— Task directions —
Give the following lines as a numbered list, leaving out any blank lines.

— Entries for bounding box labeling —

**********

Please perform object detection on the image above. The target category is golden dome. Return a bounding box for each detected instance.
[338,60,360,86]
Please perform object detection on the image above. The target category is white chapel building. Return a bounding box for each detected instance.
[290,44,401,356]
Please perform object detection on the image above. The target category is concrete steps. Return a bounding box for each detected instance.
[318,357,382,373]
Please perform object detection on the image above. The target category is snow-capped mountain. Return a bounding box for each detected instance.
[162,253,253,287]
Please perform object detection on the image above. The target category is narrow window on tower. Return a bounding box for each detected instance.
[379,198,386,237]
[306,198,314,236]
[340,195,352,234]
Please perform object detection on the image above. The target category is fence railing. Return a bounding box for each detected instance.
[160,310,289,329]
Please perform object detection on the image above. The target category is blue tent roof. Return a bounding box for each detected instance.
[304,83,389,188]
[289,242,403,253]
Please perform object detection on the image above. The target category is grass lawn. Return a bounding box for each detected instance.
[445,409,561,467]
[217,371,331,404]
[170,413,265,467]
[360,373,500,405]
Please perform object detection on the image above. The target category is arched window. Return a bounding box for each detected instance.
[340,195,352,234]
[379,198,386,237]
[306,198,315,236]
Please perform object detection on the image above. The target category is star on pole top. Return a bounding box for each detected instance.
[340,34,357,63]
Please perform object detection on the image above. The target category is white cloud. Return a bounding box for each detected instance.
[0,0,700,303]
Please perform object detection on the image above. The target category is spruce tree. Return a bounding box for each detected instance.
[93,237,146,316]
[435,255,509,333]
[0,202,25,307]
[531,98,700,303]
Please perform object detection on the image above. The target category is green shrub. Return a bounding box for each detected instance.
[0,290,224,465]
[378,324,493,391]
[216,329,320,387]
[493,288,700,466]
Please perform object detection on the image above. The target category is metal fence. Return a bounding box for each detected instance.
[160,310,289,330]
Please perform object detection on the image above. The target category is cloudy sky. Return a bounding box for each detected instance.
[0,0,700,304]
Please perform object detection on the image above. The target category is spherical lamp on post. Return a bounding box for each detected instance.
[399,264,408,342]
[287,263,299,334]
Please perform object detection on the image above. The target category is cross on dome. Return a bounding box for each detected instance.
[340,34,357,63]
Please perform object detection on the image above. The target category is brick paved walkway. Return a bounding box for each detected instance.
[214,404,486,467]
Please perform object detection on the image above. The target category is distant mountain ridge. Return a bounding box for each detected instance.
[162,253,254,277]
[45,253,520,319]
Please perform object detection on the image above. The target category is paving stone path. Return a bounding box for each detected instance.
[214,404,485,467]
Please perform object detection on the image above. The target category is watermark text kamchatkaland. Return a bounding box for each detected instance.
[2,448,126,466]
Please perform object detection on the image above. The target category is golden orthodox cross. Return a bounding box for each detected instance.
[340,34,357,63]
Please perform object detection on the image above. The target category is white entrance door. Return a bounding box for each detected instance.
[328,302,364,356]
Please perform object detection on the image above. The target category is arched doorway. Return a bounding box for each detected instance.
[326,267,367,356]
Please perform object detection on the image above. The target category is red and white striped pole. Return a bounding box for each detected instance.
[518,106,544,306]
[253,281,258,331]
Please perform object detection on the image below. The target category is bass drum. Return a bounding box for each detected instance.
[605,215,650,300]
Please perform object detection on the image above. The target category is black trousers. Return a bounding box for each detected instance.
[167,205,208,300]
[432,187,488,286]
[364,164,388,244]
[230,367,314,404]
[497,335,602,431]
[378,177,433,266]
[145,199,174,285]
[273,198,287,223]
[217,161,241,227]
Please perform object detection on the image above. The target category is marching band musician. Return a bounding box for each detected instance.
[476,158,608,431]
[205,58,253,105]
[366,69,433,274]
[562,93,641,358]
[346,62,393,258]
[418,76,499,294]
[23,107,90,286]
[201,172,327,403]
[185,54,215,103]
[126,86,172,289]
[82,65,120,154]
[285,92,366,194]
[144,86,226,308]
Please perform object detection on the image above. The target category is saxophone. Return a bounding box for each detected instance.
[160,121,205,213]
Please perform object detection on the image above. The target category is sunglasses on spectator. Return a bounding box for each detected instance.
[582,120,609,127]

**********

— Task answer —
1. Please perform object detection on the image above. The target category is golden dome. Return a bounding box for each detected instance.
2. [338,60,360,86]
3. Please perform object detection on the image above. The target category is white chapel building. Return a bounding box for each detected instance.
4. [290,44,401,356]
5. Please perform object detection on the image above. The target category is concrete steps. Return a bounding box for each detected instance.
6. [318,357,382,373]
7. Please perform object detection on the image above. The target category is snow-capped mountain. Return a bounding box for each detected instance.
8. [162,253,253,287]
9. Please perform object detection on the image above. The target category is narrow window on tower. Return a bounding box for each detected instance.
10. [379,198,386,237]
11. [306,198,314,236]
12. [340,195,352,234]
13. Please perform object detection on the image above. The target category is fence railing. Return a bounding box for each detected instance.
14. [160,310,289,329]
15. Please perform object detection on the image above. The target category is blue tent roof. Return a bounding box for each detected instance.
16. [304,83,389,188]
17. [289,242,403,253]
18. Please perform object detection on the image above. The target category is grass lawn. Return a bounding box for each detected instance.
19. [445,409,561,467]
20. [217,371,331,404]
21. [170,413,265,467]
22. [360,373,500,405]
23. Please perform object detection on the image above. The target category is arched window. Return a bounding box for each detected instance.
24. [340,195,352,234]
25. [379,198,386,237]
26. [306,198,315,236]
27. Please perform object detection on the image above. The target category is star on pole top. Return a bounding box for each detected instance.
28. [340,34,357,63]
29. Please perform object detection on the image above. The target category is white cloud. Return a bounding box for each detected instance.
30. [0,0,700,303]
31. Please perform object detection on the image above. The target category is spruce tree. Return a bounding box for each detected instance.
32. [93,237,146,316]
33. [435,255,509,333]
34. [0,202,25,307]
35. [531,98,700,303]
36. Please perform object detection on the image above. The target category is green shrub. Return a bounding box for each detected instance.
37. [0,290,224,465]
38. [378,324,493,391]
39. [216,329,320,387]
40. [493,288,700,466]
41. Please perform object detection on the image above. The target category is metal fence. Return a bounding box for each detected instance.
42. [160,310,289,330]
43. Please perform object detection on the image above. The target category is cloudy sky. Return a bounding box for each detected instance.
44. [0,0,700,304]
45. Please perform object detection on the image above. The target category is spherical lamp on post. Return a bounding box for each detected instance.
46. [399,264,408,342]
47. [287,263,299,334]
48. Please perform object detection on the image above. The target category is cross on dome. Return a bounding box for each detected instance.
49. [340,34,357,63]
50. Please perform object detection on the image above. The target category is brick paved walkway. Return a bounding box for each detected instance.
51. [214,404,486,467]
52. Please perform object detection on the image above. The target category is distant mountain ridge. Return a bounding box for each detected instance.
53. [162,253,254,277]
54. [45,253,520,319]
55. Please perform object detection on the image above. The target category is paving stone path. Return a bounding box for each detected instance.
56. [214,404,485,467]
57. Please perform object detection on the image above. The target category is watermark text kamchatkaland. Return a bounding box for each detected instance.
58. [2,448,126,466]
59. Please perform object detection on the image above. The target category is golden orthodox cross. Return a bounding box for each detected instance.
60. [340,34,357,63]
61. Please perform object detection on the image above. The target category is white entrance door. Return a bounding box for each detected instance.
62. [328,302,364,356]
63. Please perform object detection on the image above. The target category is arched doorway. Return a bounding box for each detected instance.
64. [326,267,367,356]
65. Please perform object detection on the image above. The target category is red and white striped pole. Return a bounding box for each detected instance.
66. [518,106,544,306]
67. [253,281,258,331]
68. Please perform object detection on the image below. The target category is bass drum. Return a bounding box for each detected instance.
69. [605,215,650,300]
70. Please perform object detection on the image above. The target category is black trousers. Return a bounding box for each detected instance.
71. [167,205,208,300]
72. [432,187,488,286]
73. [364,164,388,244]
74. [230,367,314,404]
75. [497,335,602,431]
76. [378,177,433,266]
77. [145,199,174,285]
78. [273,198,287,223]
79. [217,161,241,227]
80. Please perform object detection on the image above. The target category is marching band musician. Return a bounding box for each detected instance.
81. [476,158,608,431]
82. [205,58,253,105]
83. [366,69,433,274]
84. [562,93,641,358]
85. [346,62,393,258]
86. [418,76,499,294]
87. [23,107,90,286]
88. [201,172,327,403]
89. [185,54,215,103]
90. [126,86,172,289]
91. [82,65,120,154]
92. [285,92,366,194]
93. [144,86,226,308]
94. Please perform object detection on the image above. The target category is saxophone. Return a bounding box for each detected instance.
95. [160,121,205,213]
96. Please perform object detection on the image above. The target category is sunglasses on spectator. Return a bounding box for each detected instance.
97. [582,120,609,127]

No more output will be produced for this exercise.